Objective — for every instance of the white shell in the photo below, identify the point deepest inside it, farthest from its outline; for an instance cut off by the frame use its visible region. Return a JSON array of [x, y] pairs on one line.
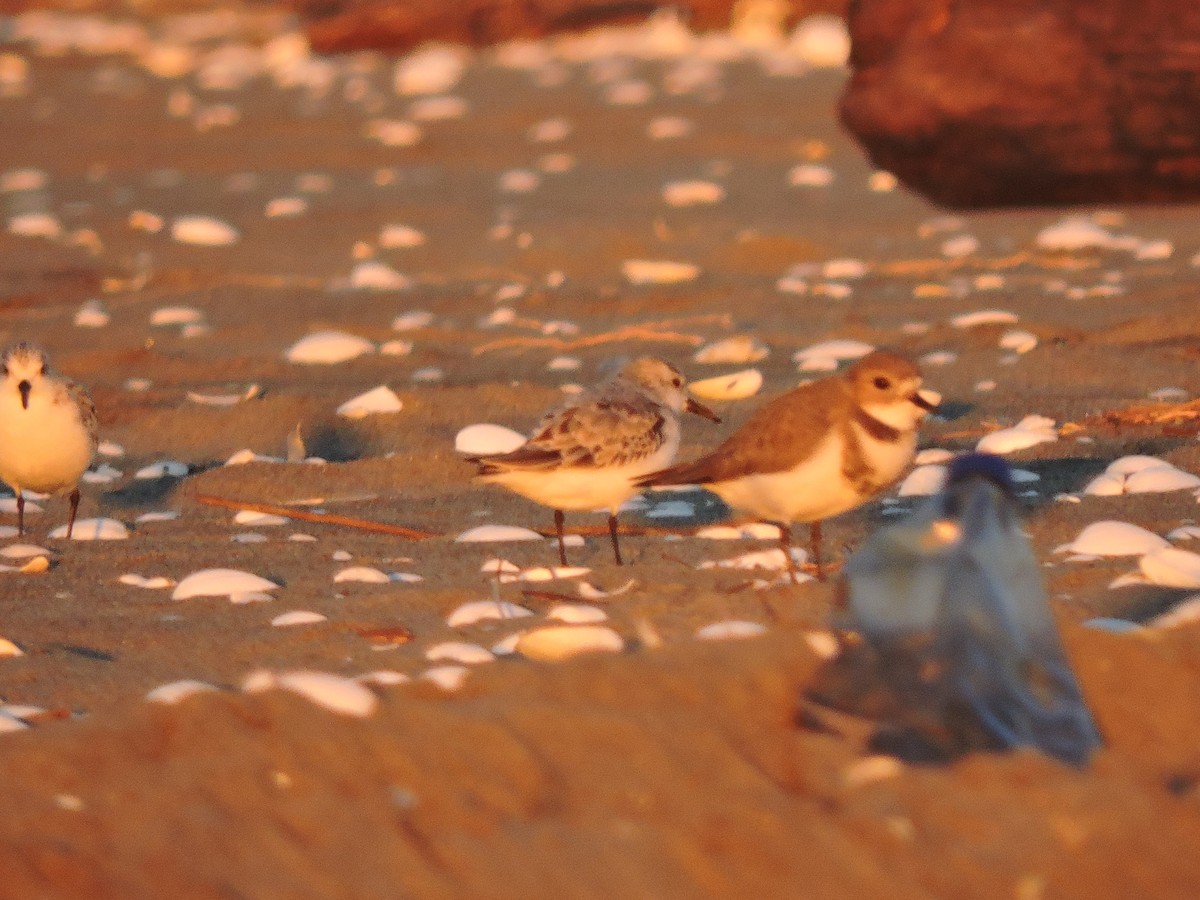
[[1114, 539], [365, 574], [984, 317], [328, 347], [468, 654], [475, 611], [1032, 430], [377, 400], [576, 613], [204, 232], [94, 529], [175, 691], [221, 582], [658, 271], [555, 643], [736, 349], [333, 691], [737, 385], [1171, 568], [298, 617], [486, 534], [923, 481], [485, 439], [730, 629]]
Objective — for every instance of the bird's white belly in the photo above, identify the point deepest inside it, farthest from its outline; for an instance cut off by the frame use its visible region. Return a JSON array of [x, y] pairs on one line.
[[43, 448]]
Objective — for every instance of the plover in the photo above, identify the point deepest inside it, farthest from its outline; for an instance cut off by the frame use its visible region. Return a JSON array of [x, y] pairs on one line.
[[589, 453], [955, 592], [819, 450], [47, 429]]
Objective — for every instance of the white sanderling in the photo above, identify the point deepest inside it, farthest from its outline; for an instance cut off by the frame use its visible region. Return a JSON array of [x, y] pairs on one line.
[[589, 453], [819, 450], [47, 429]]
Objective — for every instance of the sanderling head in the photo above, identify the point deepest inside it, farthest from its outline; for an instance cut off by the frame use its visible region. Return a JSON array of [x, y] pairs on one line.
[[23, 366], [664, 384]]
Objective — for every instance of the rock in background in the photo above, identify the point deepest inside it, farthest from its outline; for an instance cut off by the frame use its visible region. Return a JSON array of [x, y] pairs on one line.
[[1014, 102]]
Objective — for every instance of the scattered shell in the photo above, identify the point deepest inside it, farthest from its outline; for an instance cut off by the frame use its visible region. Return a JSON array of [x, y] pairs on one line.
[[364, 574], [730, 629], [468, 654], [377, 400], [334, 693], [175, 691], [737, 385], [298, 617], [485, 534], [1171, 568], [485, 439], [1032, 430], [555, 643], [94, 529], [477, 611], [1114, 539], [328, 347], [732, 351], [221, 582], [658, 271], [204, 232]]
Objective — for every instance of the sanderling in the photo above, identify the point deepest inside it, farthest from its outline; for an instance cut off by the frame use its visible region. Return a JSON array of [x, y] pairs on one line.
[[47, 430], [819, 450], [588, 454]]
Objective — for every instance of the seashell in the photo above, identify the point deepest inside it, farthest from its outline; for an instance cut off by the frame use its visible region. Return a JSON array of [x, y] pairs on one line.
[[693, 193], [377, 400], [576, 613], [364, 574], [328, 347], [658, 271], [93, 529], [1029, 432], [221, 582], [984, 317], [1171, 568], [448, 678], [735, 349], [730, 629], [737, 385], [204, 232], [163, 468], [477, 611], [923, 481], [175, 691], [334, 693], [1114, 539], [468, 654], [485, 439], [373, 275], [298, 617], [556, 643], [495, 533]]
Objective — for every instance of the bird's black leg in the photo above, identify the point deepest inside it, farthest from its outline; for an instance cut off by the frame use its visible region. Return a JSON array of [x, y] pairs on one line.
[[558, 528], [75, 509], [612, 533]]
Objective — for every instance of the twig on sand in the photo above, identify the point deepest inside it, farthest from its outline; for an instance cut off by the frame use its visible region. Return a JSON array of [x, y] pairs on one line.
[[363, 525], [652, 331]]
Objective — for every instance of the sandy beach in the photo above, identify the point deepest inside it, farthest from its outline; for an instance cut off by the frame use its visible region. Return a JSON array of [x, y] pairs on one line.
[[475, 234]]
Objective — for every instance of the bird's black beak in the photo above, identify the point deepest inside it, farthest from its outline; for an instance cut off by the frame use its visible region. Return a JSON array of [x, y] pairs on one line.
[[927, 400], [701, 409]]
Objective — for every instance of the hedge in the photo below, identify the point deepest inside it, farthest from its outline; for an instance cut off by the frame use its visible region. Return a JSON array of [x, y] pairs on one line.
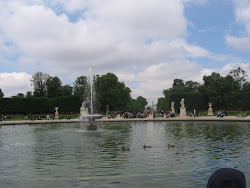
[[200, 102], [192, 101], [40, 105]]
-*-
● Given task
Arrange the lines from the one containing "Objective — for every instance of the plover" through the one containing "[[47, 430], [819, 450], [588, 454]]", inclusive, as a Markdown table with the columns Row and Line. Put a running number in Row and leave out blank lines.

● Worked solution
| Row | Line |
|---|---|
| 1 | Objective — for every instance of the plover in the photo above, identify the point deepest inside it, farthest from its outline; for an instance cut off by the frame use its visible region. Return a JSON array of [x, y] pairs on one line. |
| 2 | [[589, 453], [955, 592], [819, 450], [47, 429]] |
| 3 | Objective — for every instance of the white sanderling in the photo above, identify the point deepest inside it, farthest from its outline; for an instance cut off by the frame use its visible region. Return a JSON array of [x, y] pairs on one line. |
| 4 | [[589, 453], [819, 450], [47, 429]] |
| 5 | Objective — for every instance of the sanderling head in the photo above, identify the point deepest inside it, farthest from its outline; for an instance cut off by the frame use its visible region. Return a JSON array of [x, y] pairs on one line. |
| 6 | [[23, 366], [664, 384]] |
| 7 | Objective — for every instance of the rock in background in the photo above, identify the point deepest inside it, farthest from its outline; for an instance cut off by the frame use its visible region. Return a JSON array of [x, y] pairs on one line. |
| 8 | [[1014, 102]] |
| 9 | Objective — for every instance of the scattered shell in the photo above, identify the point deepest inside it, farthest from its outline; for an instance cut off by the frame use its visible region. Return a JSON array of [x, y] pairs on one line. |
| 10 | [[364, 574], [730, 629], [468, 654], [377, 400], [334, 693], [175, 691], [737, 385], [298, 617], [485, 534], [1171, 568], [485, 439], [1032, 430], [555, 643], [94, 529], [477, 611], [1114, 539], [328, 347], [732, 351], [221, 582], [658, 271], [204, 232]] |
| 11 | Objective — for every instance of the sanderling in the photo above, identify the point deepest inside it, farthest from its outline; for an instance cut off by the frame use its visible region. Return a JSON array of [x, y] pairs on one line. |
| 12 | [[47, 430], [819, 450], [588, 454]] |